The task: Transcribe the records exactly from the line with "Could you point out the plant" to the end, both included.

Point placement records
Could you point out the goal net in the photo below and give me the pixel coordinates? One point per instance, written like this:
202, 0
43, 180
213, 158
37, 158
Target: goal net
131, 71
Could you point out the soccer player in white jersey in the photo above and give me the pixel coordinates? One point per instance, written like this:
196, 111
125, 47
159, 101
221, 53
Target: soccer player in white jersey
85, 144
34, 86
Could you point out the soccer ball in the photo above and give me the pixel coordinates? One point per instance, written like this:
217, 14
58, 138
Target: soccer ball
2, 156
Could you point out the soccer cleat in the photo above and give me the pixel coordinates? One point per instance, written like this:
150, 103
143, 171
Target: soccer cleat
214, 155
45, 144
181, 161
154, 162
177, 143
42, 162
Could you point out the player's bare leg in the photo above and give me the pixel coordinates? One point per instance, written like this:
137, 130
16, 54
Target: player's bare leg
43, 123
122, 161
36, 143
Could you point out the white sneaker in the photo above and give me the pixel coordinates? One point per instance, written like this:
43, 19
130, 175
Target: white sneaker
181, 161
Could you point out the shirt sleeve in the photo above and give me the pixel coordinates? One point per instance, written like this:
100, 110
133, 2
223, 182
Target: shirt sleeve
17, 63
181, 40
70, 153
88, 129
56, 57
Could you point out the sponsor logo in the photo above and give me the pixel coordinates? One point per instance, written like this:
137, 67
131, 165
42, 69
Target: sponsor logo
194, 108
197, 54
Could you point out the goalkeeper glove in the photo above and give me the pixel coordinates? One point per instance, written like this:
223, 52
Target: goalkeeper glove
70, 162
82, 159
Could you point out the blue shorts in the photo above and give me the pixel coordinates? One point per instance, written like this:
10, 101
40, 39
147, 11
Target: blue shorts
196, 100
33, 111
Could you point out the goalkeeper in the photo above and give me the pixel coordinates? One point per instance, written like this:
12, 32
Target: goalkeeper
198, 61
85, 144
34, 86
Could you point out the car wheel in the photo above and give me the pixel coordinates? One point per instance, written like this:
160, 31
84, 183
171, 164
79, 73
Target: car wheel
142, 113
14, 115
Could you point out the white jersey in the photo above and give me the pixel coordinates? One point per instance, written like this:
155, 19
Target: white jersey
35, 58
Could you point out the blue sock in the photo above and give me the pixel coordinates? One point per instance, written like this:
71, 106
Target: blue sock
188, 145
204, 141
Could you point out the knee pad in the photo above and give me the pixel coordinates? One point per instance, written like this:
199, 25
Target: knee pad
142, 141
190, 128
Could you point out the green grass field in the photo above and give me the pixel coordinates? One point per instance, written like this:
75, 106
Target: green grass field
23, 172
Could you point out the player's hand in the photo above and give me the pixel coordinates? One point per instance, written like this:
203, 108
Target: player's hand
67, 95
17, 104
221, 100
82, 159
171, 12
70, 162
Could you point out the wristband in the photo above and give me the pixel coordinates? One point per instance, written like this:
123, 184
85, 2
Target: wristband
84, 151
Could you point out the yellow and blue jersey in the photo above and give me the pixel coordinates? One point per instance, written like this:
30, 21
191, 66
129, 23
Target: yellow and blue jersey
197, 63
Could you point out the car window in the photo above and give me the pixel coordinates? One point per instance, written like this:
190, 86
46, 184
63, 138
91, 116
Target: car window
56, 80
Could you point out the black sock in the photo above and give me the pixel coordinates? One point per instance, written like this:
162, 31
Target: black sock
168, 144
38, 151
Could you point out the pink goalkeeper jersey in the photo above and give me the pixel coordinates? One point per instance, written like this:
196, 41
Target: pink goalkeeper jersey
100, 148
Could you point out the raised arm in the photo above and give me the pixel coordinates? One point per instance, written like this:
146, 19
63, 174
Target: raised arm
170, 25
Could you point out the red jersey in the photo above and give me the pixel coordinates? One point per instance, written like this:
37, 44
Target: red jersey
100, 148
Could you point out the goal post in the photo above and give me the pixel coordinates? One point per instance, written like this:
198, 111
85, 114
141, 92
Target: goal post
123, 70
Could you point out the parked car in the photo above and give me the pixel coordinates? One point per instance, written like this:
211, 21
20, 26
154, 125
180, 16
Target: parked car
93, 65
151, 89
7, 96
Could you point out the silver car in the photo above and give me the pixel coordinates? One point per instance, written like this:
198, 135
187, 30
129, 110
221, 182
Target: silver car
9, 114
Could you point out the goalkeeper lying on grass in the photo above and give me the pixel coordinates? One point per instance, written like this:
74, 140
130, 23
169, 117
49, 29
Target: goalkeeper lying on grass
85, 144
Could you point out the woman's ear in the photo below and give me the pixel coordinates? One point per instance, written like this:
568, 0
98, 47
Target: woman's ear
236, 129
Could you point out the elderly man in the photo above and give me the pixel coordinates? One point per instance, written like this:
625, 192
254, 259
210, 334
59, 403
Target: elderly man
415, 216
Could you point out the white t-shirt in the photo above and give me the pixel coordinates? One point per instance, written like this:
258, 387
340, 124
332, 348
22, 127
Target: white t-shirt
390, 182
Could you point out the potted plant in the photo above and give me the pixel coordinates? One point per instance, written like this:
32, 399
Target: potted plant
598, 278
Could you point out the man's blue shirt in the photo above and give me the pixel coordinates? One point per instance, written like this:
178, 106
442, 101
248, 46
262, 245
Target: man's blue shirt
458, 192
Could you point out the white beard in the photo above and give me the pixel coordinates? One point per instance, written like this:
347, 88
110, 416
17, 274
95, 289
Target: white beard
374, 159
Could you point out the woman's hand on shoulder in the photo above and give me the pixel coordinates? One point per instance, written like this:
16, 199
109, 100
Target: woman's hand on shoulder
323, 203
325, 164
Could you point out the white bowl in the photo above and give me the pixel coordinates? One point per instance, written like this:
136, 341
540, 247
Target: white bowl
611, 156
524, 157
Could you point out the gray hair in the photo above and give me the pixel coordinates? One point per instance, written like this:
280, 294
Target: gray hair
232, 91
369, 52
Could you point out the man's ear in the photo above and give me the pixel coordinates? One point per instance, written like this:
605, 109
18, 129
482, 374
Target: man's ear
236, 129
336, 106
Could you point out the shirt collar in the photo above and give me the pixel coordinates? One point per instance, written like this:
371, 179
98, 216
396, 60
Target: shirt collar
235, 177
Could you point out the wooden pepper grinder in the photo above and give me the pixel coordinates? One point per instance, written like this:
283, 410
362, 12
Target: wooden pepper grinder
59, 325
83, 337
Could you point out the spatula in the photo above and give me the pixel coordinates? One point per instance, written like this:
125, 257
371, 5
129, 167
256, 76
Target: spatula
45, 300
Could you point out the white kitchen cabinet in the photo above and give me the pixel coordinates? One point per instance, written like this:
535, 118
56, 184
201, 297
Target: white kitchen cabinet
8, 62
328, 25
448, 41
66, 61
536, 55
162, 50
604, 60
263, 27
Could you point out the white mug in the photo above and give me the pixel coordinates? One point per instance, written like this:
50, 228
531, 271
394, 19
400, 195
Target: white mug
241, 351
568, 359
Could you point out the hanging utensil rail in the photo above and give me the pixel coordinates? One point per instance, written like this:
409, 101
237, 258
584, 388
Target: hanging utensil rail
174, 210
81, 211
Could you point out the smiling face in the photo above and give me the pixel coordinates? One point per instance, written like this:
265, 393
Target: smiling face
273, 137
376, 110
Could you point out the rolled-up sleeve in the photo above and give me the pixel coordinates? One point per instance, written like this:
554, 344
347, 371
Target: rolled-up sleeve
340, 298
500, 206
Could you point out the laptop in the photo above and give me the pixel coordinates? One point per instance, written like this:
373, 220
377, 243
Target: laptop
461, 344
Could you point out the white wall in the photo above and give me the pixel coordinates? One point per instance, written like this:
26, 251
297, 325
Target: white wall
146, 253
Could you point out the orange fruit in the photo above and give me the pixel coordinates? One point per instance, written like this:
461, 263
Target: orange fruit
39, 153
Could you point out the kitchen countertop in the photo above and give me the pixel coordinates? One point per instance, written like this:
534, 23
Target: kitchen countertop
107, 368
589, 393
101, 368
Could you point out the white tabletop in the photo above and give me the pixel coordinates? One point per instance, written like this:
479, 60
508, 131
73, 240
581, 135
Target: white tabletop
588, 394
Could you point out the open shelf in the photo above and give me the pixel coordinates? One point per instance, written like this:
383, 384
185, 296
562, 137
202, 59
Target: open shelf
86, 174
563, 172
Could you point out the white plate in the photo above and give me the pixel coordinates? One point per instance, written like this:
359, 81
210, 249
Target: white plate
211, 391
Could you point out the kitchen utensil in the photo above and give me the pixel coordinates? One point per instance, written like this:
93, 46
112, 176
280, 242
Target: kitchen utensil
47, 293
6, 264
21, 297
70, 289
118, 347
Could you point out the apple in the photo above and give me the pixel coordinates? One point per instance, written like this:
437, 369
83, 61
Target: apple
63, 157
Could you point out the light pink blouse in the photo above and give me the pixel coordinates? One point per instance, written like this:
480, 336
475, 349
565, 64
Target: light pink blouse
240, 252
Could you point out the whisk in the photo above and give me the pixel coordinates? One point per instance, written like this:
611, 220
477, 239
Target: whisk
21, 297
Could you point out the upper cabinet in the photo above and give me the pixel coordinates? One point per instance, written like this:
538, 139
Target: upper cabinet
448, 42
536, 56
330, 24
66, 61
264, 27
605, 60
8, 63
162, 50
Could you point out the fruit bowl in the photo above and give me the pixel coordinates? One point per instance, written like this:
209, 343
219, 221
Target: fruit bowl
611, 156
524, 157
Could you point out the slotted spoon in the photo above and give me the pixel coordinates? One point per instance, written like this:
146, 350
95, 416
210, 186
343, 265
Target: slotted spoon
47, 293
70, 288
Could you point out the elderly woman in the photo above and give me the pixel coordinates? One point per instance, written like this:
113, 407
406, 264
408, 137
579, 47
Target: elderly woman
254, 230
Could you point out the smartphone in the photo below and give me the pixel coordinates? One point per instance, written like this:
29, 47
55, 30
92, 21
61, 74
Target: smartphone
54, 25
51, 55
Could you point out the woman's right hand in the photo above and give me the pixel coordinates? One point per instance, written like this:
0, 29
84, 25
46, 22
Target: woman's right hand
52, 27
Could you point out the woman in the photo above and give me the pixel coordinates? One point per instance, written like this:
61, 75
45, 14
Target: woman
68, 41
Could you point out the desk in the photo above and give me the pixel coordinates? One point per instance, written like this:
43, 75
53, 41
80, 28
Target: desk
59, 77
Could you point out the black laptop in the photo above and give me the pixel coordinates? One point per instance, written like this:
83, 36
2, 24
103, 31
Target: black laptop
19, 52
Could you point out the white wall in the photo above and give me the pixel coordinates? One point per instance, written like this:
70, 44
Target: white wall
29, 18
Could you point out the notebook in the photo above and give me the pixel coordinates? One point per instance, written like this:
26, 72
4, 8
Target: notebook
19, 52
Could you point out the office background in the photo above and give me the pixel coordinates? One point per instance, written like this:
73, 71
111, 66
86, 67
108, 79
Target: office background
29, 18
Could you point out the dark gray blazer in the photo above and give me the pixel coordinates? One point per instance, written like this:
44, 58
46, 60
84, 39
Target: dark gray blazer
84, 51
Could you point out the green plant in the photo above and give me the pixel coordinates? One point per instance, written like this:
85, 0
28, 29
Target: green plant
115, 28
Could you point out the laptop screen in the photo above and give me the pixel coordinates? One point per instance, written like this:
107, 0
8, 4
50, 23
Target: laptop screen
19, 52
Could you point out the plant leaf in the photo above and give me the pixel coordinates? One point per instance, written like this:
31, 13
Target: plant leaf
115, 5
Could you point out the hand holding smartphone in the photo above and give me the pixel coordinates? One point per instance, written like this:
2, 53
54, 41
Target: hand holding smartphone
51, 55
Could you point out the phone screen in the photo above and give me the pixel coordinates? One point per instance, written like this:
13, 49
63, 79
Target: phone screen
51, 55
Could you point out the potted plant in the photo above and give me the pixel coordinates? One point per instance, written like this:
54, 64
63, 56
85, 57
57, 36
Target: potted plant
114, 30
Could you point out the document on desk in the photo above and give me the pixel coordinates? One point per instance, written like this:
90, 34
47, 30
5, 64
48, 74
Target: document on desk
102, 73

Correct response:
Could you point out the plant leaf in the photo above and give me the pixel coordinates? One point per instance, written like this:
31, 13
Target: plant leaf
115, 5
Could you point out the hand holding smartphone in the photo above and give me the pixel coordinates? One point per instance, written like this:
2, 53
54, 41
Target: hand holding smartphone
51, 55
Could you point out the phone screen in the photo above and give me the pixel coordinates? One point per instance, written like this:
13, 49
63, 79
Target: phone screen
51, 55
Could you point out the potted plant in the photo above and give me the pixel coordinates? One point per instance, written like this:
54, 64
63, 56
85, 57
57, 36
Target: potted plant
114, 30
Could you point out the document on desk in the photo above and give me the pixel coordinates? One point per instance, written like this:
90, 34
47, 30
5, 64
48, 74
Target: document on desk
102, 73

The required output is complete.